§ Text
<<<<

The specific prototype application being constructed by collaborating robotics researchers
[1]
will consist of up to 100 mobile robots equipped with diverse
sensors such as laser, sonar and cameras, 802.11b-based wireless
communication device(s) and Intel XScale based CPUs. This paper focuses on the
robot team's IT infrastructure,
in anticipation of future micro-robots and current micro-sensor-based systems
where power consumption is dominated by the IT infrastructure's actions and
behavior.
The experiments conducted
in this paper implement a sample collaborative task, using video streams to
emulate sensor communications across different robots and power behavior
of a localization algorithm.
The following list concisely articulates the energy-related goals of
code morphing pursued for our mobile application. The objective is
to extend the application's longevity.
- Maintain suitable per device power health by modifying application behavior
subject to current robot roles, device state, and application state. The goal is
to always run application codes where most appropriate for the entire
application, thereby optimizing application-wide metrics of utility/power.
A sample method is to offload (i.e., delegate) tasks to the most appropriate
robots, based on their current power health, capabilities, and application state.

>>>>

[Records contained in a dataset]
<<<<

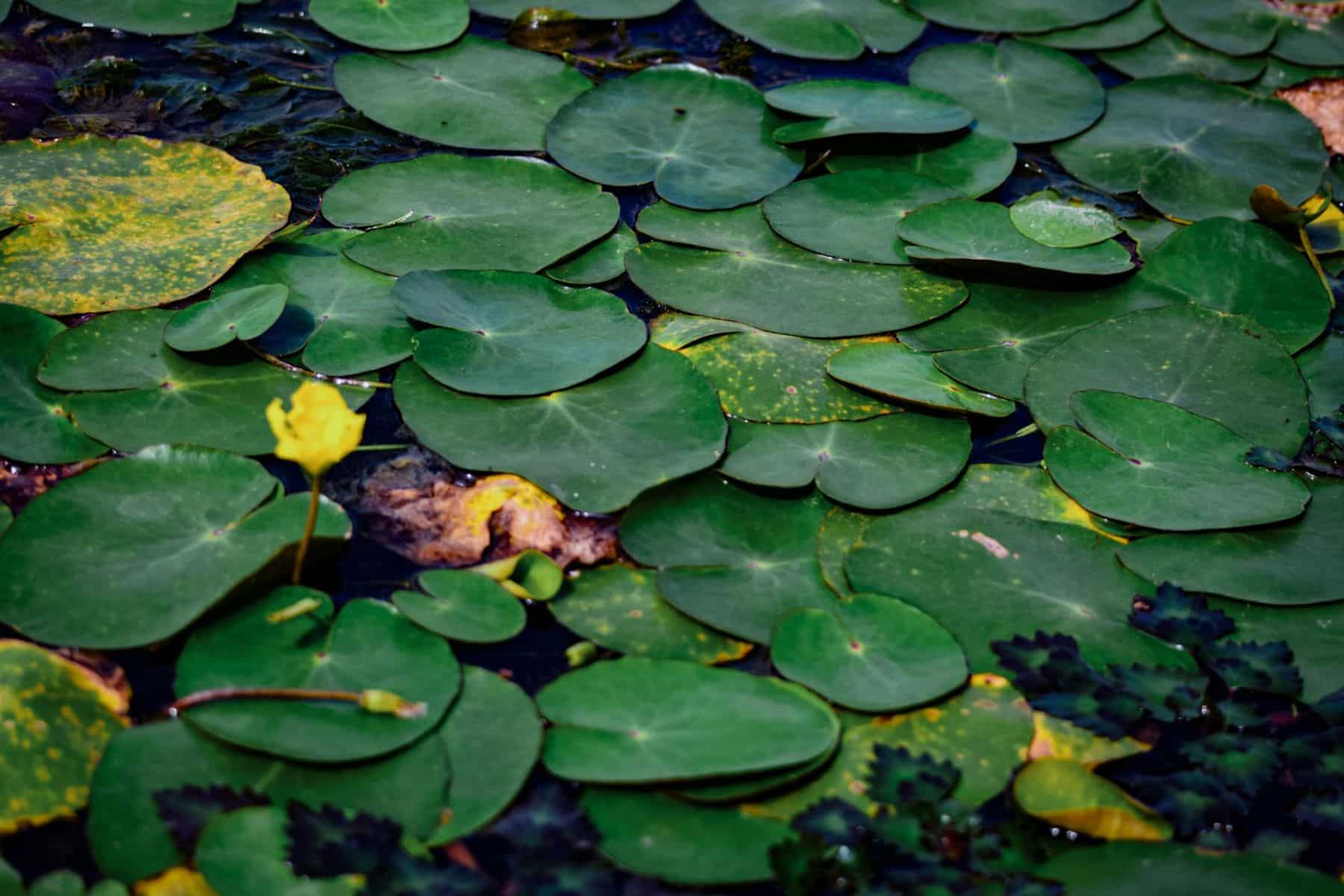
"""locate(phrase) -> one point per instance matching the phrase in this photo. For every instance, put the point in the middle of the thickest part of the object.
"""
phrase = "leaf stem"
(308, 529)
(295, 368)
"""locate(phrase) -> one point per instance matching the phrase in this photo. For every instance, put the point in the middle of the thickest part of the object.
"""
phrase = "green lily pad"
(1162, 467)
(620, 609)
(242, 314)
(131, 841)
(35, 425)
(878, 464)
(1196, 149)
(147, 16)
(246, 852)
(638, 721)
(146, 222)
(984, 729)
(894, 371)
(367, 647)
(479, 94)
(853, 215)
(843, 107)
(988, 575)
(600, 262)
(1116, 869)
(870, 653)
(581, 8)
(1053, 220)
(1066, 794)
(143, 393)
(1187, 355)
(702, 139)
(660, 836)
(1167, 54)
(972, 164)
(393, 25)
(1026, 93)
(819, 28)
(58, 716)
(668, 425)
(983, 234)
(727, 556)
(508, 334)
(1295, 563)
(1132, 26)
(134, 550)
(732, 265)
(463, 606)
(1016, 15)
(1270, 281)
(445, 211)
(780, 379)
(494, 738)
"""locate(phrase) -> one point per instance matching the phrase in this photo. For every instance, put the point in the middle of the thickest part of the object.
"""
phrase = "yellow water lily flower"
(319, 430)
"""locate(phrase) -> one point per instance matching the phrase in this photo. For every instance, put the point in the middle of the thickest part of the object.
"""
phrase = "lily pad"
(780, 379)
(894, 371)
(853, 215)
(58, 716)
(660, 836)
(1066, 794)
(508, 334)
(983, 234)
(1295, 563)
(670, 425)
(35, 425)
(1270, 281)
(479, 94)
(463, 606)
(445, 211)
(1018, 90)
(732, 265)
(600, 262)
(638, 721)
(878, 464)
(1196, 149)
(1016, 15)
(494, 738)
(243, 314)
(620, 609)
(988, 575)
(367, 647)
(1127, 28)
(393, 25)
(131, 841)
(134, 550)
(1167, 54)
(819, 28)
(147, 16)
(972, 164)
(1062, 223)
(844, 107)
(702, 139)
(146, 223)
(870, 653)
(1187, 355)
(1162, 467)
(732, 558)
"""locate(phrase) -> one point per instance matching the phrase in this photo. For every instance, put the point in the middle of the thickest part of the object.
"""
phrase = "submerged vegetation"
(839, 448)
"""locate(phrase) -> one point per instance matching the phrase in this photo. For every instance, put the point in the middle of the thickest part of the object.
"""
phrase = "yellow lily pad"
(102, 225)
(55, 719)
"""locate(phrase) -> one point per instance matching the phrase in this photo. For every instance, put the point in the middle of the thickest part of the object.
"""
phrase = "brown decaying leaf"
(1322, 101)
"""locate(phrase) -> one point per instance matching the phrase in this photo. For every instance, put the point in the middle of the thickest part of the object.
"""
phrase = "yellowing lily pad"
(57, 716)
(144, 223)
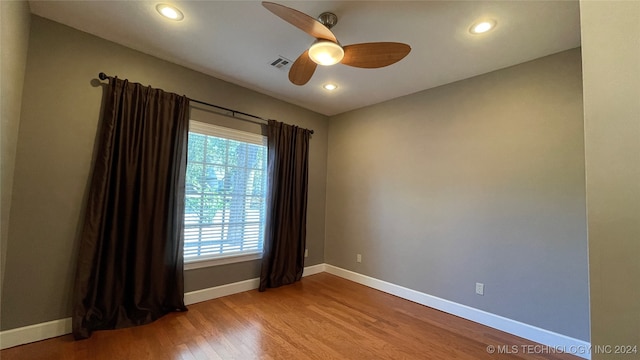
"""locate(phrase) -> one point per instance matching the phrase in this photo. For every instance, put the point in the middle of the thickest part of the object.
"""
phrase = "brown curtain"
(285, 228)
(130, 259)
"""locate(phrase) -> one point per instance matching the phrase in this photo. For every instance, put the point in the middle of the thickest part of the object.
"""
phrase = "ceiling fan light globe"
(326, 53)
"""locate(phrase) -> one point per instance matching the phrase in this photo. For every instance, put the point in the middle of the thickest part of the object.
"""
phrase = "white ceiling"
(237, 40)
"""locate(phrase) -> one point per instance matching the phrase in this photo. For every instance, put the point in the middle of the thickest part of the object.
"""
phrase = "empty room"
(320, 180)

>>>>
<<<<

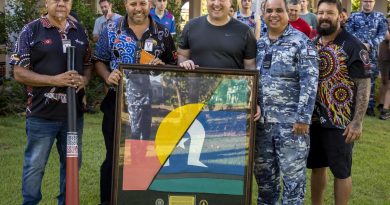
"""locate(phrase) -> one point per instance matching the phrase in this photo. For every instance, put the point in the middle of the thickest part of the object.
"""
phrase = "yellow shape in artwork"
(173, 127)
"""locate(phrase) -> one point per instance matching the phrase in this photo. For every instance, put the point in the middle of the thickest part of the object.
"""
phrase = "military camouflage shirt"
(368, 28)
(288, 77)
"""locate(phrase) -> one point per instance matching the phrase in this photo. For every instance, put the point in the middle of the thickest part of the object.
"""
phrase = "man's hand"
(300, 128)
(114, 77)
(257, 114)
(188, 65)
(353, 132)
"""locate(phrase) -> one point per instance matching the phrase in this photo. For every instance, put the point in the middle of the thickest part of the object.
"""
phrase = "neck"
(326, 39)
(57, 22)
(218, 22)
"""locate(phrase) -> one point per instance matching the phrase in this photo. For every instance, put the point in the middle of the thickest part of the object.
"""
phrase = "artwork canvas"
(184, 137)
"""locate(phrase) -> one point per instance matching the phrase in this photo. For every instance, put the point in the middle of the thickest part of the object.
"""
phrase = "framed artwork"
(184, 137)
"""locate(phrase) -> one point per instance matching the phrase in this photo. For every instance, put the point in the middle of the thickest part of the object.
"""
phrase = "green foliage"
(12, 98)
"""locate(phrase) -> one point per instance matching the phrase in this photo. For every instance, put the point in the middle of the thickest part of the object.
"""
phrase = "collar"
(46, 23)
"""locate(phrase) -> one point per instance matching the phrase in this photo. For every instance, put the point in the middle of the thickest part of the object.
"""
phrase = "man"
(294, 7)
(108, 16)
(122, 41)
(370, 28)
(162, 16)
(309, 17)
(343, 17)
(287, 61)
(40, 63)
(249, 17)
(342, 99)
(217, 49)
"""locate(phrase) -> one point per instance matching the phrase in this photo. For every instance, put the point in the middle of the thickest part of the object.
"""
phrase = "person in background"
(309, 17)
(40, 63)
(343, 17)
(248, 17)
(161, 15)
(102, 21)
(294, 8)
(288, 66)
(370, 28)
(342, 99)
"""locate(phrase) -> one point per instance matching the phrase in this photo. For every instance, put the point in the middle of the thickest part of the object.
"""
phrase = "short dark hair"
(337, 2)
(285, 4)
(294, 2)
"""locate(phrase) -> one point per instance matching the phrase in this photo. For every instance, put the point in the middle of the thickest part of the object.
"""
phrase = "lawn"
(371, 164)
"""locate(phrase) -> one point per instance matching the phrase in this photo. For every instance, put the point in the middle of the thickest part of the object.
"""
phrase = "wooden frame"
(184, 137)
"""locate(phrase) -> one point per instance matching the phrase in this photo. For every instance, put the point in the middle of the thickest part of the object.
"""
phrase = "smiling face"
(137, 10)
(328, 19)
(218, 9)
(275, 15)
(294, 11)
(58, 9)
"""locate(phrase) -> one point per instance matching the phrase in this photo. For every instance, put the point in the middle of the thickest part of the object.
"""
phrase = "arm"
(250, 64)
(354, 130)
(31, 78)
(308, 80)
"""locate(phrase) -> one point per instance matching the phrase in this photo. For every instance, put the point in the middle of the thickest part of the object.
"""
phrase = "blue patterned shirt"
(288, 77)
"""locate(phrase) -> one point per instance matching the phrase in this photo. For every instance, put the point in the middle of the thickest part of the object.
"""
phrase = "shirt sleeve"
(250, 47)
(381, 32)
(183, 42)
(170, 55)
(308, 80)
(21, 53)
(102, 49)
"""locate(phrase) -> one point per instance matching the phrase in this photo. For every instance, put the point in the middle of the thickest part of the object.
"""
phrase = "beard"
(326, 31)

>>>>

§ Work to complete
a - Reproduce the portion of the robotics passage between "The experiments conducted" and "the application's longevity.", inclusive.
b - According to the robotics passage, why does the paper concentrate on the robot team's IT infrastructure? Answer in one to three sentences.
c - Carry the robotics passage forward from its final sentence.

§ Answers for the tasks
a -
The experiments conducted
in this paper implement a sample collaborative task, using video streams to
emulate sensor communications across different robots and power behavior
of a localization algorithm.
The following list concisely articulates the energy-related goals of
code morphing pursued for our mobile application. The objective is
to extend the application's longevity.

b - The paper concentrates on the IT infrastructure because it anticipates future micro-robots and current micro-sensor-based systems. In those systems, power consumption is dominated by the actions and behavior of the IT infrastructure.

c -
- Reducing application communication overheads, the method being to dynamically
eliminate unnecessary data from event communications, thereby reducing
power usage. This implies placing appropriate code (i.e., M-ECho
event handlers and filters) onto data-providers (e.g., robots with
sensors).
- Create application-level overlays to help with task offloading, where
codes ordinarily running on single nodes are morphed to processing
pipelines mapped across multiple, network-connected machines.
In comparison to prior work on network-level message routing, our work creates
middleware overlays that route and process events, matching robots' power levels
and processing capabilities. This is akin to assigning roles to sensor
nodes in a wireless sensor network [16].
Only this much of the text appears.